SHORT PROBLEM
Retype the lines in these entries word for word, leaving out the pictures.

ITEMS

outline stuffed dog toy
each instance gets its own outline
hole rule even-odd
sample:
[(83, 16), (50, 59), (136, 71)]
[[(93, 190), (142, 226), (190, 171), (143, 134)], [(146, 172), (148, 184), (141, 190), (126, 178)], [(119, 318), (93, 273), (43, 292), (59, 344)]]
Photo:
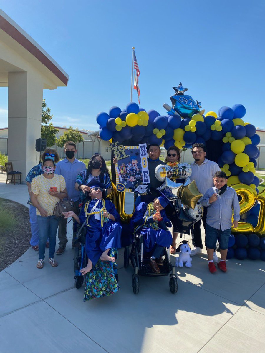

WRITTEN ANSWER
outline stuffed dog toy
each instance gets its own outline
hole rule even-odd
sample:
[(83, 16), (50, 59), (136, 71)]
[[(93, 190), (142, 226), (190, 171), (143, 134)], [(146, 172), (148, 184), (141, 190), (126, 178)], [(119, 318), (93, 273), (43, 292), (59, 344)]]
Photo:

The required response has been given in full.